• **TEXT SEGMENT**
----

Keyboard worrier

Sunday, April 11, 2010

A letter to Larry Elliott

Sent today by post - am I wasting my time again?

_______________________________________

URGENT
Mr Larry Elliott, Economics Editor
The Guardian
Kings Place
90 York Way
London N1 9GU

Dear Mr Elliott

Like yourself, I am concerned at the fate of ordinary people in the hands of the “New Olympians”, as you correctly call them. Unfortunately, the people now seem likely to elect a fresh government on the basis of a big lie, namely that New Labour inherited a thriving economy and threw away a golden opportunity. But I don’t see anyone in the electronic or print media nailing the lie. Will you help do this?

If you accept the monetarist analysis, politicians of both stripes have been goosing the economy since the early Seventies to get a feelgood factor in time for re-election. Banks (permitted / encouraged by politicians) have been lending money faster into the economy than the economy was growing.

It’s quite easy to show this from Bank of England online money supply stats (available from 1963 on) and official figures for GDP. I charted the relationship recently like this:


The result was a series of bubbles in asset prices, even though GDP growth has been trending downward since the mid 1970s. Now, and for decades ahead of us, we’ll be paying the price, because we can’t increase debt forever.

Politicians might argue in their defence that they didn’t know – remember, Keith Joseph had to explain monetarist principles to Margaret Thatcher after she became PM – but both Thatcher and Major were familiar with monetarism by the Nineties, as, one assumes, were the Opposition. New Labour inherited a debt-fuelled boom in stock and real estate prices, one that was bound to end in a bust at some time. True, they didn’t fix the Quattro, but they weren’t the ones who fired it up. Now the engine’s burning out.

The record of the last Conservative government is far worse than New Labour’s: from 1979 to 1990 (when the economy had one of its heart attacks because of the unhealthy diet of financial additives), GDP grew annually by an average of 8% or so, but M4 by 19% p.a., a difference of 11% p.a. - compound. The New Labour years have seen something like 5% GDP growth and 10% M4 growth p.a., in other words a discrepancy of only half that experienced during the boom years of the 1980s.

----

• **ROWS**
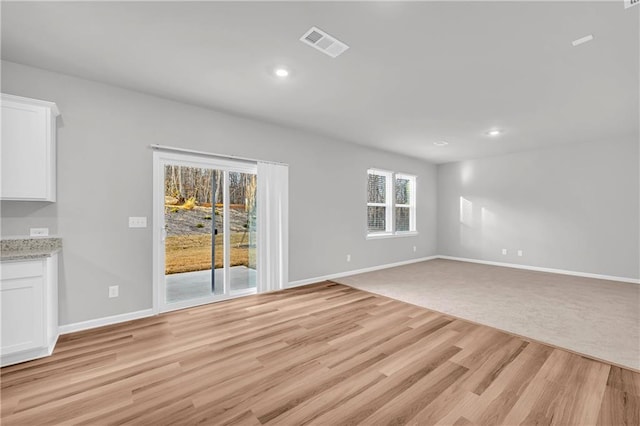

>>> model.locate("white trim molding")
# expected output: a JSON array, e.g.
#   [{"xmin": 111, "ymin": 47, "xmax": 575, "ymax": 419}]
[
  {"xmin": 435, "ymin": 255, "xmax": 640, "ymax": 284},
  {"xmin": 286, "ymin": 256, "xmax": 438, "ymax": 288},
  {"xmin": 58, "ymin": 309, "xmax": 154, "ymax": 335}
]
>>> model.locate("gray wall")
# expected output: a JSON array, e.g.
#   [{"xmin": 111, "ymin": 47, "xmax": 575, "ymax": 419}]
[
  {"xmin": 1, "ymin": 62, "xmax": 436, "ymax": 324},
  {"xmin": 437, "ymin": 140, "xmax": 640, "ymax": 278}
]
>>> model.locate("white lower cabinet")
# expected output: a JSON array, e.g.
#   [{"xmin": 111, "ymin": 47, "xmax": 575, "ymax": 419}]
[{"xmin": 0, "ymin": 254, "xmax": 58, "ymax": 367}]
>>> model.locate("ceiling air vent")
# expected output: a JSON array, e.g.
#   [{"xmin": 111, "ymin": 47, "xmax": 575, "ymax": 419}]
[{"xmin": 300, "ymin": 26, "xmax": 350, "ymax": 58}]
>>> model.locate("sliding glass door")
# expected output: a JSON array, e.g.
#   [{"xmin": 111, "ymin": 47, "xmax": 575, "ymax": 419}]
[{"xmin": 155, "ymin": 153, "xmax": 257, "ymax": 311}]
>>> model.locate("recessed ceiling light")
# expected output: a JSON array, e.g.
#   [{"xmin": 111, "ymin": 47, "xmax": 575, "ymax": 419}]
[
  {"xmin": 274, "ymin": 68, "xmax": 289, "ymax": 78},
  {"xmin": 571, "ymin": 34, "xmax": 593, "ymax": 47}
]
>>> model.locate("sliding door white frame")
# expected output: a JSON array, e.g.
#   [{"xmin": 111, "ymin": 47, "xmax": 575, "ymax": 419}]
[{"xmin": 152, "ymin": 150, "xmax": 260, "ymax": 313}]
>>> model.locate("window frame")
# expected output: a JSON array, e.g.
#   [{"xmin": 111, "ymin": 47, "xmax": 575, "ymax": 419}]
[{"xmin": 365, "ymin": 168, "xmax": 418, "ymax": 239}]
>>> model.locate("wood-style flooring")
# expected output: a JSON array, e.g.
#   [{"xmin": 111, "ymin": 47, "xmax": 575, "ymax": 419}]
[{"xmin": 0, "ymin": 282, "xmax": 640, "ymax": 426}]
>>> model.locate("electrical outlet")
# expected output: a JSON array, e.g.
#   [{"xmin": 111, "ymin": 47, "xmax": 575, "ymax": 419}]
[
  {"xmin": 109, "ymin": 285, "xmax": 119, "ymax": 298},
  {"xmin": 29, "ymin": 228, "xmax": 49, "ymax": 237},
  {"xmin": 129, "ymin": 216, "xmax": 147, "ymax": 228}
]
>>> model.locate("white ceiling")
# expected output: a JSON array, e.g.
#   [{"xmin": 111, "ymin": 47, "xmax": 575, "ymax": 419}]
[{"xmin": 2, "ymin": 0, "xmax": 640, "ymax": 163}]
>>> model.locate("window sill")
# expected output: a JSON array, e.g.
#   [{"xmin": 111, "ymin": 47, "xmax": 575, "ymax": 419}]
[{"xmin": 367, "ymin": 231, "xmax": 418, "ymax": 240}]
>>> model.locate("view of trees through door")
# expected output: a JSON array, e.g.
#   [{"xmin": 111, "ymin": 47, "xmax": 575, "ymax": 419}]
[{"xmin": 164, "ymin": 165, "xmax": 256, "ymax": 298}]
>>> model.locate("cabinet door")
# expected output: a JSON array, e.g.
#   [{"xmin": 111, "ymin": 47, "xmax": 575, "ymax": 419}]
[
  {"xmin": 0, "ymin": 261, "xmax": 44, "ymax": 355},
  {"xmin": 0, "ymin": 97, "xmax": 55, "ymax": 201}
]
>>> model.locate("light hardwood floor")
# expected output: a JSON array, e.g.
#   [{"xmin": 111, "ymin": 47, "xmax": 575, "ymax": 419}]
[{"xmin": 0, "ymin": 282, "xmax": 640, "ymax": 426}]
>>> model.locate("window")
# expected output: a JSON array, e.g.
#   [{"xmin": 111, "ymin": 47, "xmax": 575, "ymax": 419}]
[{"xmin": 367, "ymin": 169, "xmax": 416, "ymax": 237}]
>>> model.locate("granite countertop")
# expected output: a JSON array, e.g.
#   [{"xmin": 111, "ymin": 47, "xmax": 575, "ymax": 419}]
[{"xmin": 0, "ymin": 238, "xmax": 62, "ymax": 260}]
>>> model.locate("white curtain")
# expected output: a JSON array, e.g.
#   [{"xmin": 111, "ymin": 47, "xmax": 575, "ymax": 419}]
[{"xmin": 257, "ymin": 161, "xmax": 289, "ymax": 293}]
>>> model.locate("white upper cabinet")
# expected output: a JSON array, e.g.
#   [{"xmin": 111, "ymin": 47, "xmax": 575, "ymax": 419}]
[{"xmin": 0, "ymin": 93, "xmax": 60, "ymax": 201}]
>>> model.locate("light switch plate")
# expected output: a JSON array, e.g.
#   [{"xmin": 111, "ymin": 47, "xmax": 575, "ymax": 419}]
[
  {"xmin": 29, "ymin": 228, "xmax": 49, "ymax": 237},
  {"xmin": 129, "ymin": 216, "xmax": 147, "ymax": 228}
]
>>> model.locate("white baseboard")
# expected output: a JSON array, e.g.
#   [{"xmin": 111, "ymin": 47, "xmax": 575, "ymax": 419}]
[
  {"xmin": 435, "ymin": 255, "xmax": 640, "ymax": 284},
  {"xmin": 59, "ymin": 255, "xmax": 640, "ymax": 335},
  {"xmin": 285, "ymin": 256, "xmax": 438, "ymax": 288},
  {"xmin": 58, "ymin": 309, "xmax": 154, "ymax": 334}
]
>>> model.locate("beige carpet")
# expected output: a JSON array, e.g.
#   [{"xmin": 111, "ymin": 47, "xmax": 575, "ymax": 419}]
[{"xmin": 334, "ymin": 259, "xmax": 640, "ymax": 370}]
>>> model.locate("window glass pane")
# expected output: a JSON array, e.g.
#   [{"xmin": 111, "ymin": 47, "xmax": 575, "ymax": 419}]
[
  {"xmin": 396, "ymin": 207, "xmax": 411, "ymax": 232},
  {"xmin": 368, "ymin": 173, "xmax": 386, "ymax": 203},
  {"xmin": 367, "ymin": 206, "xmax": 387, "ymax": 232},
  {"xmin": 396, "ymin": 178, "xmax": 411, "ymax": 204}
]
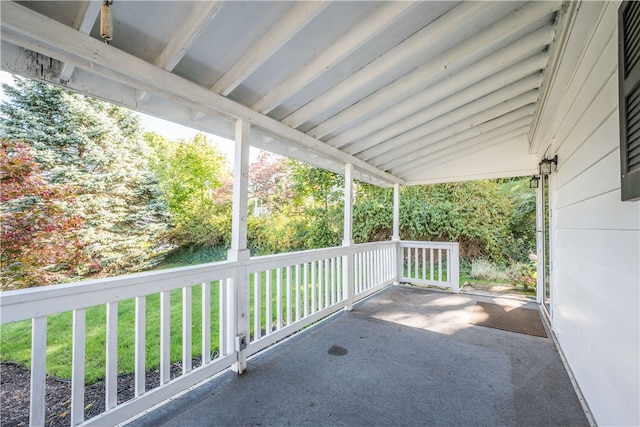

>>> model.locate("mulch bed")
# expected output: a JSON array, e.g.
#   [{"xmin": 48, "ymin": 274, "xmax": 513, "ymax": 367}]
[{"xmin": 0, "ymin": 358, "xmax": 202, "ymax": 427}]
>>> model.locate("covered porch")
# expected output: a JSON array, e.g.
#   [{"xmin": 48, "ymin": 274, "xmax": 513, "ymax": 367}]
[
  {"xmin": 127, "ymin": 285, "xmax": 589, "ymax": 427},
  {"xmin": 0, "ymin": 1, "xmax": 640, "ymax": 425}
]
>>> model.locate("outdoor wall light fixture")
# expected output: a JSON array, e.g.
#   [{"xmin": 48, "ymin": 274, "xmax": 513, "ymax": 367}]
[
  {"xmin": 540, "ymin": 154, "xmax": 558, "ymax": 175},
  {"xmin": 529, "ymin": 175, "xmax": 540, "ymax": 188}
]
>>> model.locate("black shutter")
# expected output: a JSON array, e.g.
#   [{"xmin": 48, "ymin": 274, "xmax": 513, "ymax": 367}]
[{"xmin": 618, "ymin": 1, "xmax": 640, "ymax": 201}]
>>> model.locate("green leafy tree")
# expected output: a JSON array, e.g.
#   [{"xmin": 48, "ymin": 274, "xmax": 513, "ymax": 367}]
[
  {"xmin": 0, "ymin": 79, "xmax": 167, "ymax": 275},
  {"xmin": 0, "ymin": 140, "xmax": 87, "ymax": 290},
  {"xmin": 290, "ymin": 160, "xmax": 344, "ymax": 249},
  {"xmin": 145, "ymin": 133, "xmax": 232, "ymax": 247}
]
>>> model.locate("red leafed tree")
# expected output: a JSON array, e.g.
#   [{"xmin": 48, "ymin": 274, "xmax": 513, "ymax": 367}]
[{"xmin": 0, "ymin": 140, "xmax": 88, "ymax": 290}]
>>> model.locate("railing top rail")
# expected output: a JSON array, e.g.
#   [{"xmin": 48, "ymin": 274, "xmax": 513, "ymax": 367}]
[
  {"xmin": 0, "ymin": 241, "xmax": 444, "ymax": 324},
  {"xmin": 244, "ymin": 241, "xmax": 396, "ymax": 272},
  {"xmin": 0, "ymin": 261, "xmax": 238, "ymax": 324},
  {"xmin": 400, "ymin": 240, "xmax": 459, "ymax": 249}
]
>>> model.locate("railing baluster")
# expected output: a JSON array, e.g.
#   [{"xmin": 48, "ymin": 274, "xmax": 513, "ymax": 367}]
[
  {"xmin": 218, "ymin": 279, "xmax": 227, "ymax": 357},
  {"xmin": 104, "ymin": 301, "xmax": 118, "ymax": 410},
  {"xmin": 376, "ymin": 249, "xmax": 384, "ymax": 285},
  {"xmin": 438, "ymin": 249, "xmax": 442, "ymax": 282},
  {"xmin": 224, "ymin": 277, "xmax": 236, "ymax": 355},
  {"xmin": 264, "ymin": 270, "xmax": 273, "ymax": 335},
  {"xmin": 287, "ymin": 265, "xmax": 293, "ymax": 325},
  {"xmin": 276, "ymin": 268, "xmax": 282, "ymax": 329},
  {"xmin": 324, "ymin": 258, "xmax": 331, "ymax": 308},
  {"xmin": 329, "ymin": 257, "xmax": 336, "ymax": 305},
  {"xmin": 134, "ymin": 296, "xmax": 147, "ymax": 397},
  {"xmin": 318, "ymin": 260, "xmax": 324, "ymax": 310},
  {"xmin": 311, "ymin": 261, "xmax": 317, "ymax": 313},
  {"xmin": 302, "ymin": 262, "xmax": 309, "ymax": 317},
  {"xmin": 182, "ymin": 286, "xmax": 192, "ymax": 375},
  {"xmin": 71, "ymin": 308, "xmax": 85, "ymax": 426},
  {"xmin": 160, "ymin": 291, "xmax": 171, "ymax": 385},
  {"xmin": 253, "ymin": 272, "xmax": 262, "ymax": 341},
  {"xmin": 29, "ymin": 316, "xmax": 47, "ymax": 426},
  {"xmin": 202, "ymin": 282, "xmax": 211, "ymax": 365},
  {"xmin": 429, "ymin": 248, "xmax": 433, "ymax": 280},
  {"xmin": 295, "ymin": 264, "xmax": 302, "ymax": 321}
]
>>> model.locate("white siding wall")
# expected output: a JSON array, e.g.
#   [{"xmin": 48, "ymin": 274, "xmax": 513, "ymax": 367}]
[{"xmin": 550, "ymin": 3, "xmax": 640, "ymax": 426}]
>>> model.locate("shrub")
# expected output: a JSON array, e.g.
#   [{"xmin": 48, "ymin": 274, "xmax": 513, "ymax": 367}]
[
  {"xmin": 471, "ymin": 259, "xmax": 508, "ymax": 282},
  {"xmin": 507, "ymin": 259, "xmax": 538, "ymax": 291}
]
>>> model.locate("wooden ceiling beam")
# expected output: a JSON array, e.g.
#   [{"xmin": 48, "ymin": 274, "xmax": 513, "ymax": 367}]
[
  {"xmin": 251, "ymin": 2, "xmax": 416, "ymax": 115},
  {"xmin": 138, "ymin": 0, "xmax": 223, "ymax": 103},
  {"xmin": 211, "ymin": 1, "xmax": 330, "ymax": 96},
  {"xmin": 327, "ymin": 52, "xmax": 547, "ymax": 154},
  {"xmin": 308, "ymin": 2, "xmax": 560, "ymax": 138},
  {"xmin": 350, "ymin": 73, "xmax": 542, "ymax": 161},
  {"xmin": 58, "ymin": 0, "xmax": 102, "ymax": 83},
  {"xmin": 0, "ymin": 2, "xmax": 403, "ymax": 184}
]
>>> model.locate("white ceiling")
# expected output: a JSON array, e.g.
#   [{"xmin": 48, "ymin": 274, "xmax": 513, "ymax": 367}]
[{"xmin": 0, "ymin": 0, "xmax": 571, "ymax": 185}]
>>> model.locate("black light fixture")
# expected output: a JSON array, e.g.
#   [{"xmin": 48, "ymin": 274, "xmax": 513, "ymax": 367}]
[
  {"xmin": 529, "ymin": 175, "xmax": 540, "ymax": 188},
  {"xmin": 540, "ymin": 154, "xmax": 558, "ymax": 175}
]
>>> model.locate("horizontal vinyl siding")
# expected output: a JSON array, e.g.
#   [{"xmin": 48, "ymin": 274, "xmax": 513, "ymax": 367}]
[{"xmin": 552, "ymin": 3, "xmax": 640, "ymax": 426}]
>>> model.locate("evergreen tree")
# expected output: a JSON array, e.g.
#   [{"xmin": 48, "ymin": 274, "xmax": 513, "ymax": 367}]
[{"xmin": 0, "ymin": 79, "xmax": 167, "ymax": 275}]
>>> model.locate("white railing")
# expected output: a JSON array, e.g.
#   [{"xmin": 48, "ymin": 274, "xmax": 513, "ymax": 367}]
[
  {"xmin": 398, "ymin": 241, "xmax": 460, "ymax": 293},
  {"xmin": 0, "ymin": 242, "xmax": 458, "ymax": 426}
]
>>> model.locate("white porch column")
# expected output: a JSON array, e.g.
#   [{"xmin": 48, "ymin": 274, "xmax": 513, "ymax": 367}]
[
  {"xmin": 536, "ymin": 182, "xmax": 545, "ymax": 304},
  {"xmin": 391, "ymin": 184, "xmax": 402, "ymax": 285},
  {"xmin": 227, "ymin": 120, "xmax": 250, "ymax": 374},
  {"xmin": 342, "ymin": 163, "xmax": 355, "ymax": 311},
  {"xmin": 391, "ymin": 184, "xmax": 400, "ymax": 241}
]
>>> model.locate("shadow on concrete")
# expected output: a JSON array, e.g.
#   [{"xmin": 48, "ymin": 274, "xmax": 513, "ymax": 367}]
[{"xmin": 130, "ymin": 286, "xmax": 589, "ymax": 426}]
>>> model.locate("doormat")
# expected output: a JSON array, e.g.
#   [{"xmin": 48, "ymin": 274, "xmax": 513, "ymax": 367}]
[{"xmin": 469, "ymin": 301, "xmax": 547, "ymax": 338}]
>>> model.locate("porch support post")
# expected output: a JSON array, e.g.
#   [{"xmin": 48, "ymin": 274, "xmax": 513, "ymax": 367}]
[
  {"xmin": 342, "ymin": 163, "xmax": 355, "ymax": 311},
  {"xmin": 391, "ymin": 184, "xmax": 400, "ymax": 241},
  {"xmin": 391, "ymin": 184, "xmax": 402, "ymax": 285},
  {"xmin": 536, "ymin": 182, "xmax": 545, "ymax": 304},
  {"xmin": 227, "ymin": 120, "xmax": 250, "ymax": 374}
]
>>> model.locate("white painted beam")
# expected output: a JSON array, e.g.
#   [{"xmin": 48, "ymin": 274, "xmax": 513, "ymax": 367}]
[
  {"xmin": 0, "ymin": 2, "xmax": 402, "ymax": 184},
  {"xmin": 138, "ymin": 0, "xmax": 223, "ymax": 103},
  {"xmin": 389, "ymin": 114, "xmax": 533, "ymax": 174},
  {"xmin": 211, "ymin": 1, "xmax": 330, "ymax": 96},
  {"xmin": 251, "ymin": 2, "xmax": 414, "ymax": 115},
  {"xmin": 380, "ymin": 104, "xmax": 534, "ymax": 170},
  {"xmin": 358, "ymin": 88, "xmax": 538, "ymax": 169},
  {"xmin": 229, "ymin": 120, "xmax": 251, "ymax": 261},
  {"xmin": 327, "ymin": 52, "xmax": 547, "ymax": 154},
  {"xmin": 286, "ymin": 2, "xmax": 490, "ymax": 127},
  {"xmin": 303, "ymin": 2, "xmax": 559, "ymax": 137},
  {"xmin": 391, "ymin": 184, "xmax": 400, "ymax": 242},
  {"xmin": 342, "ymin": 163, "xmax": 353, "ymax": 246},
  {"xmin": 58, "ymin": 0, "xmax": 102, "ymax": 83},
  {"xmin": 286, "ymin": 2, "xmax": 490, "ymax": 127},
  {"xmin": 403, "ymin": 124, "xmax": 529, "ymax": 175},
  {"xmin": 345, "ymin": 73, "xmax": 542, "ymax": 160}
]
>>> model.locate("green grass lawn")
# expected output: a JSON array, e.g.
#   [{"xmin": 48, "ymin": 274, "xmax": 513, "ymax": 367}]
[{"xmin": 0, "ymin": 269, "xmax": 320, "ymax": 384}]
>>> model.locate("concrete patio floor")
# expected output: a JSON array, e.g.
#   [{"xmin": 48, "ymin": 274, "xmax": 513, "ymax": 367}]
[{"xmin": 129, "ymin": 285, "xmax": 589, "ymax": 426}]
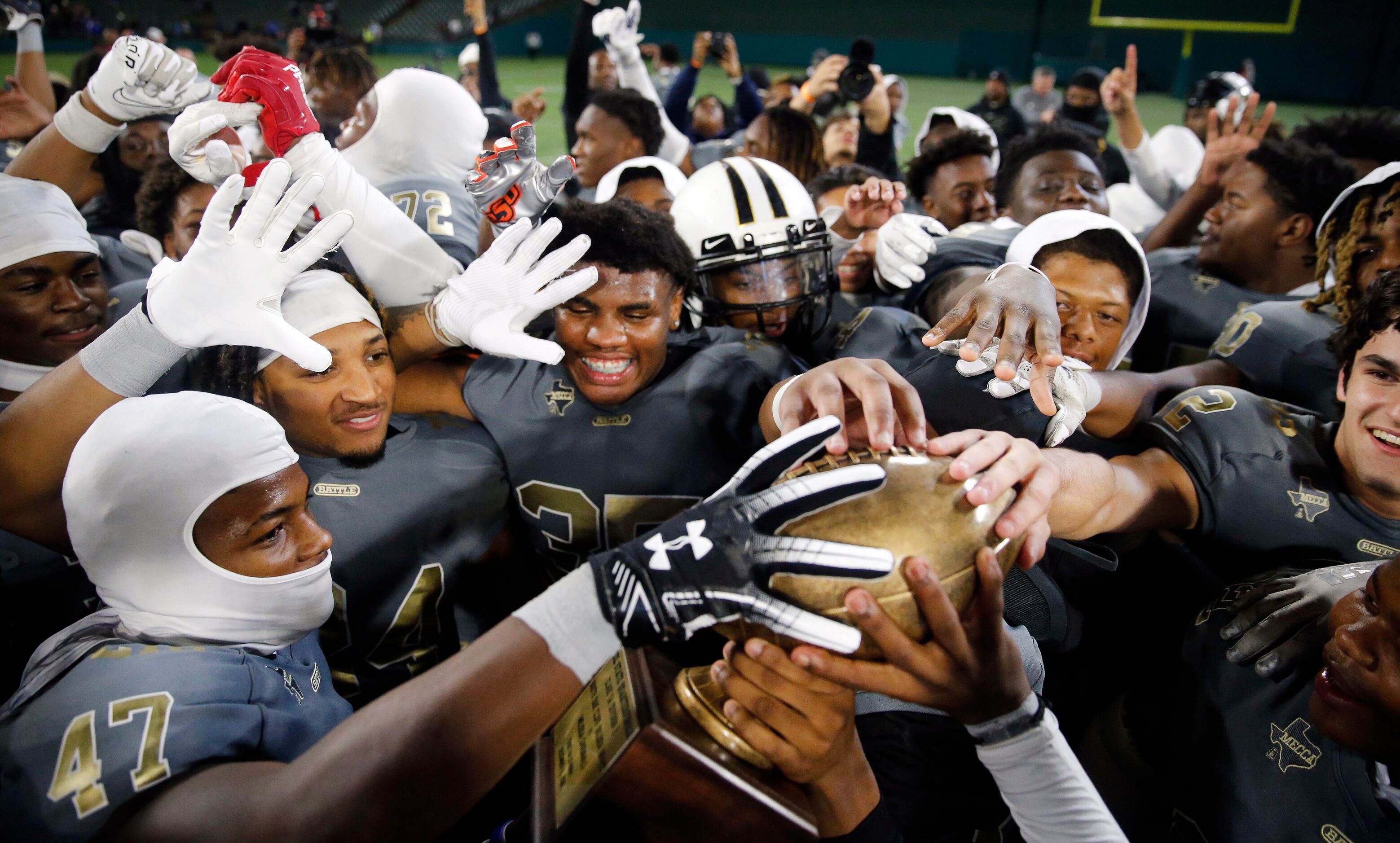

----

• **PROBLEM A**
List every person the blog post names, giving each name as it appears in the blog post.
• **PROBLEM B**
Reproduce word for word the stretch of the blog post from "Like yourself, I" through "help do this?".

• **EXERCISE ANSWER A**
Larry Elliott
Keith Joseph
Margaret Thatcher
Major

• **EXERCISE ANSWER B**
Like yourself, I am concerned at the fate of ordinary people in the hands of the “New Olympians”, as you correctly call them. Unfortunately, the people now seem likely to elect a fresh government on the basis of a big lie, namely that New Labour inherited a thriving economy and threw away a golden opportunity. But I don’t see anyone in the electronic or print media nailing the lie. Will you help do this?